Information given
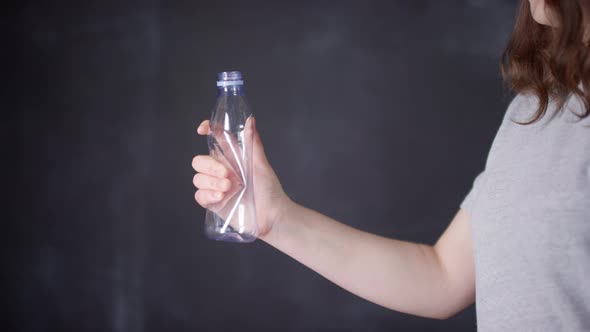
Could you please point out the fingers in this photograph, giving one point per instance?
(209, 166)
(207, 182)
(207, 197)
(203, 128)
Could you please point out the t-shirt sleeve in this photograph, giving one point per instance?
(469, 200)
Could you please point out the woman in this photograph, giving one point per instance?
(521, 239)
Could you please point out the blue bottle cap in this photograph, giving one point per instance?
(227, 78)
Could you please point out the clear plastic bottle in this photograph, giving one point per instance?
(233, 219)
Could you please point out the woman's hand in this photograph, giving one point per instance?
(213, 181)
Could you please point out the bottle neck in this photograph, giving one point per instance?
(231, 90)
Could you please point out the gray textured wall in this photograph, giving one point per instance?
(376, 113)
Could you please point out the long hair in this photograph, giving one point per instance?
(551, 62)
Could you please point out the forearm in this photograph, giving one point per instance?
(398, 275)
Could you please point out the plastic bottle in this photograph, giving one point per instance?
(233, 219)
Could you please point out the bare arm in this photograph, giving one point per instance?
(431, 281)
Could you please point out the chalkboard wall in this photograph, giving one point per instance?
(376, 113)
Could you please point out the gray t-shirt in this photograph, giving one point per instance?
(530, 218)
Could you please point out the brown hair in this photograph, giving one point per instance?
(550, 62)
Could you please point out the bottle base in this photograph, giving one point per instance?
(231, 237)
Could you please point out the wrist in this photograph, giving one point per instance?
(280, 217)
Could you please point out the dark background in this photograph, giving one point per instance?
(376, 113)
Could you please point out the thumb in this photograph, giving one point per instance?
(259, 155)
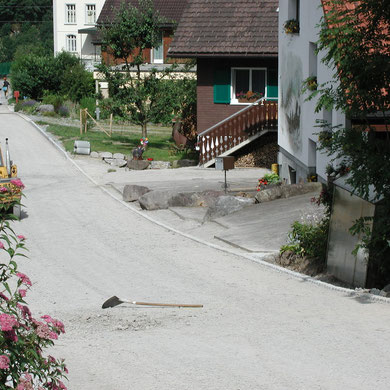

Problem details
Set out every line above as a numbered list, skipping blank lines and leaving out the pictures.

Correct answer
1. Could you please point out the fingers in this photograph, giving one point per instance?
2. (209, 166)
3. (207, 182)
4. (207, 197)
5. (203, 128)
6. Could you please point out the t-shirt sleeve in this photograph, giving one point per instance?
7. (469, 200)
8. Could you please point out the woman in this photograph, giving one point per instance?
9. (521, 239)
10. Could you please point out the blue bottle cap in this photograph, giving one point per instance?
11. (227, 78)
12. Could you please point out the clear plastic bottle in this photograph, giving one point per instance?
13. (233, 219)
14. Could you please point out the woman's hand in this photograph, giving one point per instance?
15. (213, 181)
16. Could you please point out the bottle neck in this photograph, giving one point per instance?
17. (231, 90)
18. Could you please point out the gray textured wall in this photograph, giving one point per instance?
19. (376, 113)
20. Could you please point out the long hair in this photograph, giving one point per instance?
21. (551, 62)
22. Could you please point out the forearm in this photograph, giving one point per instance?
23. (398, 275)
24. Could you please point out the plastic bottle in this photograph, giving one point per instance?
25. (233, 219)
26. Could you please point out the bare arm in this photograph, giving one point per instance?
27. (431, 281)
28. Could you please point out the chalkboard wall in this photograph, giving one point per instance?
29. (376, 113)
30. Could you please point out the gray t-shirt in this photograph, giving one point per instance?
31. (530, 218)
32. Could you please point out the brown hair in this photograph, giving one point per instance?
33. (550, 62)
34. Could you please point out the bottle base in this photograph, giving one point per instance?
35. (231, 237)
36. Could you please point out the wrist in this photograph, giving one point per instance?
37. (280, 217)
38. Could you please point out the dark background in this photograph, giving one point per instance?
39. (376, 113)
40. Could you please point out the thumb in this photograph, giving one point per instance?
41. (259, 155)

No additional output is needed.